[Selected passage — start]
Determine the needs of pastures in June to be ready for the fall

cattle on pasture
(Farm and Dairy file photo)

As we work through the heat of June into July, many of our cool-season forages start to enter a period of low production.

Continually scouting pasture fields for forage levels will help us stay ahead of the perspective fall-off in production.

Improving pastures

With the lack of production from our perennial cool-season pastures, we can look to no-till seeding to supplement and improve the nutrition we offer to grazing livestock.

At this time of year, we can make two management choices: plan to increase the forage stand for this year only and maximize the amount of pasture production into a “grass factory” or take a long-term stance to increase the biodiversity within a pasture or even convert a portion into a habitat that thrives under the heat of summer.

Options and potential benefits include the following:

Crimson Clover. Seed at a rate of 20 to 25 pounds/acre. Widely adopted cool-season annual legumes increase yields with good crude protein while contributing nitrogen back into the soil.

Pearl Millet. Seed at a rate of 15 to 20 pounds/acre. It should be grazed once it approaches 20 to 24 inches and allowed to start regrowth once grazed down to 8 to 10 inches.

Teff. Seed at a rate of 5 pounds/acre. Caution is advised here, as the ground must work very fine. The teff seed is very small and must have excellent seed-to-soil contact to establish. It produces the best dry forage. If desired, it can also be suitable for grazing with proper management.
[Selected passage — finish]
[Data excerpts — start]
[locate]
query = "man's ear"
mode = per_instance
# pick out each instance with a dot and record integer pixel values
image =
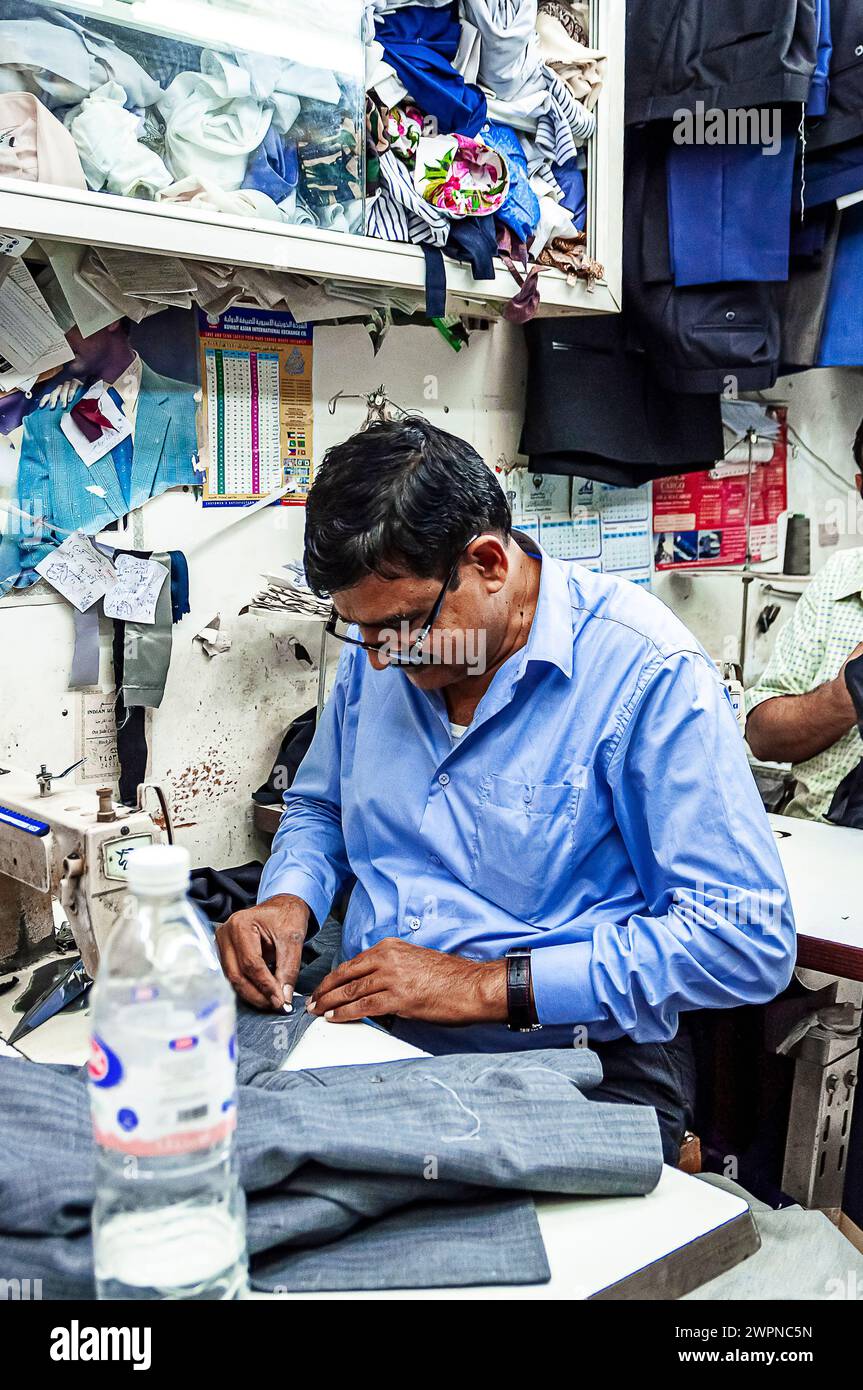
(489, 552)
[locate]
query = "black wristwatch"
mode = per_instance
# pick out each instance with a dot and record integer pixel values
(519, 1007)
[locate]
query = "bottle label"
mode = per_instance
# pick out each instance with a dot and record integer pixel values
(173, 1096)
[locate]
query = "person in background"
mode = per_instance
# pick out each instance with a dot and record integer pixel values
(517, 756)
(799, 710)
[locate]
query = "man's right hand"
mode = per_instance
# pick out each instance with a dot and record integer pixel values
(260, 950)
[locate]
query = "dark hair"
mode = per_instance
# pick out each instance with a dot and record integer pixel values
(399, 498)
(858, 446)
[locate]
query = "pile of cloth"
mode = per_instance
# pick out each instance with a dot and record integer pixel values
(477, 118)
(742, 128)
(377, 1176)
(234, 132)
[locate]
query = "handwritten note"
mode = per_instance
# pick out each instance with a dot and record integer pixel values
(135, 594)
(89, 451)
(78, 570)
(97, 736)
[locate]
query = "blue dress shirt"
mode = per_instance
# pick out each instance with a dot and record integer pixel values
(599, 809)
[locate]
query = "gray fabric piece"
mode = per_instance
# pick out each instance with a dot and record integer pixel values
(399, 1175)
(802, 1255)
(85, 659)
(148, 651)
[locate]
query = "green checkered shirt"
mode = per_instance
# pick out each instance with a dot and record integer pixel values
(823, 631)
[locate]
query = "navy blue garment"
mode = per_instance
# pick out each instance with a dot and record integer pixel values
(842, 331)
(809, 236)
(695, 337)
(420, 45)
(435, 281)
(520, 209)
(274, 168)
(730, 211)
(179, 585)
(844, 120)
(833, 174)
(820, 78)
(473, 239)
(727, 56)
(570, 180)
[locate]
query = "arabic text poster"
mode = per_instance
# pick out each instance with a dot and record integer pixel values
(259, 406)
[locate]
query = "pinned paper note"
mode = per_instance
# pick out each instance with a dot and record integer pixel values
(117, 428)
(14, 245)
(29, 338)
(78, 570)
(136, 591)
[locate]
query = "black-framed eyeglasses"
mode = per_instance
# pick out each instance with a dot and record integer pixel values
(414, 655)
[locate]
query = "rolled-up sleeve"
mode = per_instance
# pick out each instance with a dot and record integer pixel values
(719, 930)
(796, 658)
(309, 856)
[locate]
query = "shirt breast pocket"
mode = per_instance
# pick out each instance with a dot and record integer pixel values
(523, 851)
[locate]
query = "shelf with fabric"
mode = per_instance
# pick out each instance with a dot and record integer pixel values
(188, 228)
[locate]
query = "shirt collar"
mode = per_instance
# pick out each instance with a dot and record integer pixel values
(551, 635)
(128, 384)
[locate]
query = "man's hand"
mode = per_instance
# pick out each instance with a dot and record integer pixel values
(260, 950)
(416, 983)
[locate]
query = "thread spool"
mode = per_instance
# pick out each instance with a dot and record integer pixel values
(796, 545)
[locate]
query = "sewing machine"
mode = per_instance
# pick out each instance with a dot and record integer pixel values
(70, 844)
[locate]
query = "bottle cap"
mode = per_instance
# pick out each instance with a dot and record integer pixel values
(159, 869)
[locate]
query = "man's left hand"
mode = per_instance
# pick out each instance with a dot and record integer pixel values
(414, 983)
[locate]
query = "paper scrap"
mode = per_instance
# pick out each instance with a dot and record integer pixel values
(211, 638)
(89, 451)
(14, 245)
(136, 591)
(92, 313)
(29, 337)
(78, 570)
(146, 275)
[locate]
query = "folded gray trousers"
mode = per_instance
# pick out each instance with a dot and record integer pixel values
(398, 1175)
[Data excerpts — finish]
[Data excerpts — start]
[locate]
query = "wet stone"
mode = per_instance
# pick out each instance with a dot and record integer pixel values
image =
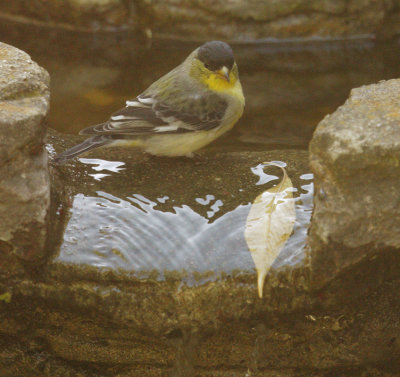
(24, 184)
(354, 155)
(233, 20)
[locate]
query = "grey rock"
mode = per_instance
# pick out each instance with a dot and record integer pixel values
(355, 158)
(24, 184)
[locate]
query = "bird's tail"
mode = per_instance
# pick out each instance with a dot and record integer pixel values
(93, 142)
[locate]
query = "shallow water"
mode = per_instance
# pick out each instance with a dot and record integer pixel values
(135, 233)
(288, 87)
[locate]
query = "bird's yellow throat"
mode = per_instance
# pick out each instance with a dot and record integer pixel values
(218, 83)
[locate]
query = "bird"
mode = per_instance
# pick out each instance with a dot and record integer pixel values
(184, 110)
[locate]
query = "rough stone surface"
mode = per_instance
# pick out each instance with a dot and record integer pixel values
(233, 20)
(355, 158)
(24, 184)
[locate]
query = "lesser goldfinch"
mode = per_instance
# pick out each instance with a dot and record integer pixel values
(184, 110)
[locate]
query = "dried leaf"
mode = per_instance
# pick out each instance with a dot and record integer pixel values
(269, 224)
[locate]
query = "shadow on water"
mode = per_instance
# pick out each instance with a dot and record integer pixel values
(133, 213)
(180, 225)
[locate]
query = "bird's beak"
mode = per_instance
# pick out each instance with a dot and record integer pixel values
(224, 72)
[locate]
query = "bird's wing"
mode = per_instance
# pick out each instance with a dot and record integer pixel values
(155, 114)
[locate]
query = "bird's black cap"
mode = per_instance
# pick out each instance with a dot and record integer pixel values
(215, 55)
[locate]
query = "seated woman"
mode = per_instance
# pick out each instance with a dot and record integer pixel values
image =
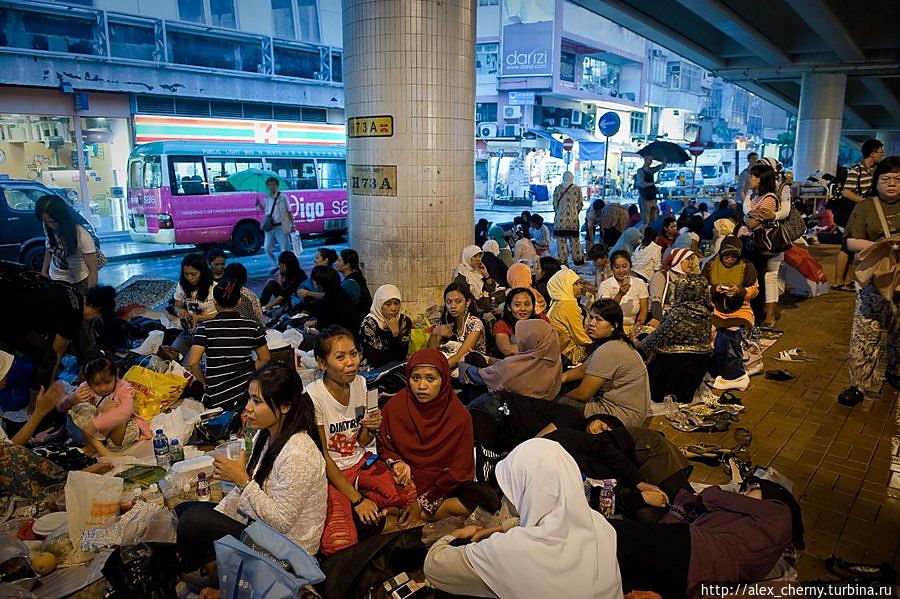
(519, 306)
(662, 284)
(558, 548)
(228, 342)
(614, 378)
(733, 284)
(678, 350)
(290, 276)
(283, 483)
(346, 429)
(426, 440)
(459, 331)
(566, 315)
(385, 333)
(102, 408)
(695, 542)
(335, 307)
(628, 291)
[Data excerpts — finish]
# Apply what you read
**1.** Reproduce the passage of the pasture article starting at "Continually scouting pasture" and ending at "to grazing livestock.".
**2.** Translate this sentence from the pasture article into Spanish: "The teff seed is very small and must have excellent seed-to-soil contact to establish."
**3.** Answer these questions using the pasture article:
(a) What kind of seeding does it suggest for supplementing the nutrition offered to grazing livestock?
(b) At what rate should crimson clover be seeded?
(c) At what height should pearl millet be grazed?
These entries come from a different source than the text.

# Results
**1.**
Continually scouting pasture fields for forage levels will help us stay ahead of the perspective fall-off in production.

Improving pastures

With the lack of production from our perennial cool-season pastures, we can look to no-till seeding to supplement and improve the nutrition we offer to grazing livestock.

**2.** La semilla de teff es muy pequeña y debe tener un excelente contacto entre la semilla y el suelo para establecerse.

**3.**
(a) No-till seeding.
(b) 20 to 25 pounds/acre.
(c) Once it approaches 20 to 24 inches.